───── Given information ─────
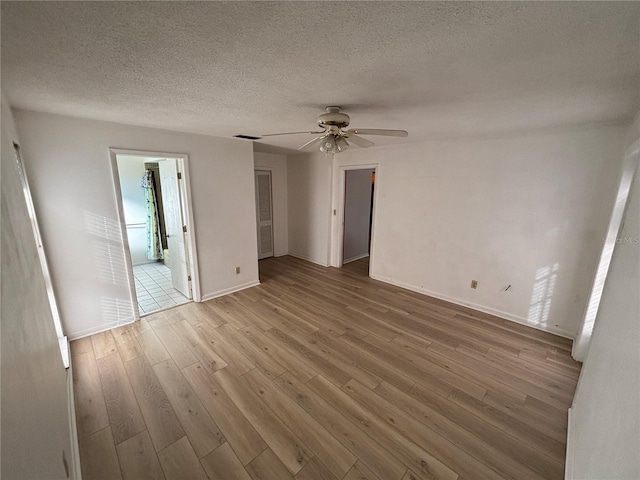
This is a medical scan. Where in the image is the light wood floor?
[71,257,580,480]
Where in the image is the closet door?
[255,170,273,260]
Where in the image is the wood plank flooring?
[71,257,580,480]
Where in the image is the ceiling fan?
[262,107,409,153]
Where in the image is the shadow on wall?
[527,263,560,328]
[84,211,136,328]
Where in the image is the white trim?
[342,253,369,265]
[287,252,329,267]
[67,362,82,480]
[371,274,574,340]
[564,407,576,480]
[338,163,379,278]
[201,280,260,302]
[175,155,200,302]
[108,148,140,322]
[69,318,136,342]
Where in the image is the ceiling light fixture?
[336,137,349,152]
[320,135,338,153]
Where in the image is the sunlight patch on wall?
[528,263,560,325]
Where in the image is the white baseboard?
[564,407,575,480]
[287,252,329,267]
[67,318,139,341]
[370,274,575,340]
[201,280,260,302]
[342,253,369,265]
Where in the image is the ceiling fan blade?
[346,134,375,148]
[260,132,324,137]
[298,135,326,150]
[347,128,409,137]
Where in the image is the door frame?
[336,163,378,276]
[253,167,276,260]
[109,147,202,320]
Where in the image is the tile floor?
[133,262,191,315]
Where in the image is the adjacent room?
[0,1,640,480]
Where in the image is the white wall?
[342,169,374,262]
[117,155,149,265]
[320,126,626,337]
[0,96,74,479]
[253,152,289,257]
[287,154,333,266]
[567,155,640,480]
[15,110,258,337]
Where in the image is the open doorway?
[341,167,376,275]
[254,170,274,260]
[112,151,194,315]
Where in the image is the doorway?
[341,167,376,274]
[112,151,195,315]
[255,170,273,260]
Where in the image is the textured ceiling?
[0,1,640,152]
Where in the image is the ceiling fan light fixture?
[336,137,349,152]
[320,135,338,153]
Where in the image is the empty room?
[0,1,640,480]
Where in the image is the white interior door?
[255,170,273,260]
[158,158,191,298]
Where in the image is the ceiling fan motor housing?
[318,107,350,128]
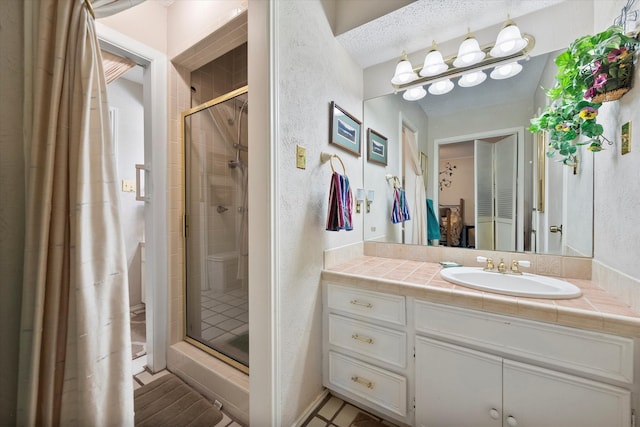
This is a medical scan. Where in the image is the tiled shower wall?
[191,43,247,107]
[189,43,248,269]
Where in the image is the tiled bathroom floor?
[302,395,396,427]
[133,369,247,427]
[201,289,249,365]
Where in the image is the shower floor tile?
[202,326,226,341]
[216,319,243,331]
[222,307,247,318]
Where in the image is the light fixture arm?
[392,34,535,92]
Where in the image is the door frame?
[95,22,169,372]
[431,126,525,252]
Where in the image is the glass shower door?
─────
From the items above, pull out every line that contains the word "ceiling", matching case exactly, and copy each one.

Where in the image is the ceiling fan?
Where in the image is the ceiling light fixture?
Where in the image is the ceiling fan blade?
Where in the image is the textured ceiling?
Where in the image is the ceiling fan light fixture?
Where in the image is the ceiling fan motor housing?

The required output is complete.